### GIVEN TEXT
....................
In another aspect, a system for reducing earth-bound image volume with an efficient lossless compression technique is provided. The system comprises a memory storing a plurality of instructions and one or more Input/Output (I/O) interfaces to receive a high resolution image with one or more channel spectral information as an input. The one or more channel spectral information comprising a plurality of predefined square sized patches. Further, the system comprises one or more hardware processors coupled to the memory via the one or more I/O interfaces, wherein the one or more hardware processors are configured by the instructions to execute the plurality of instructions stored in the at least one memory.
Further, the system is configured to extract a plurality of neighborhood pixels from rows above center pixel and immediate left pixels of the center pixel in the patch from each of the plurality of predefined square sized patches associated to each spectral information channel. The extracted one or more neighborhood pixels are normalized based on a predefined range. Furthermore, the one or more hardware processors are configured by the instructions to encode values of the received one or more channel spectral information into one or more spike trains after normalizing information values for each spectral information channel and training a Spiking Neural Network (SNN) model using a set of received high resolution images with one or more channel spectral information to predict values of one or more non-boundary pixels of the image from the plurality of neighborhood pixels.
Further, the one or more hardware processors are configured by the instructions to compute a residual error between predicted values of one or more non-boundary pixels of the image by SNN model and the actual values for each pixel of the plurality of neighborhood pixels and create a residual error vector for the received high resolution image by combining the computed residual error for each pixel. Furthermore, the one or more hardware processors are configured by the instructions to compress the created residual error vector using a classical Arithmetic Encoder (AE) to send a compressed residual error vector along with a plurality of boundary pixels of the received high resolution image to a receiving station and predicting one or more missing pixels using the plurality of boundary pixels of the received high resolution image. Further, the one or more hardware processors are configured by the instructions to decode the compressed residual error vector using an arithmetic decoder. Furthermore, the one or more hardware processors are configured by the instructions to determine a pixel value for a first missing pixel of the predicted one or more missing pixels using the spike trains and the plurality of boundary pixels and determine the next missing pixel of the one or more missing pixels via the SNN model using the determined pixel value of the first missing pixel. The prediction of next missing pixel continues till each of the one or more missing pixels are predicted. Finally, a high resolution image with one or more channel spectral information is reconstructed by determining the pixel values for each of the one or more missing pixels.
....................
### DATA SHOWN
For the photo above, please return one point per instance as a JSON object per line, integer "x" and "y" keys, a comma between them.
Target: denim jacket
....................
### GIVEN TASK
In the image compression text, what tool compresses the residual error vector before it is sent to the receiving station?

### ANSWER IN FULL
A classical Arithmetic Encoder (AE)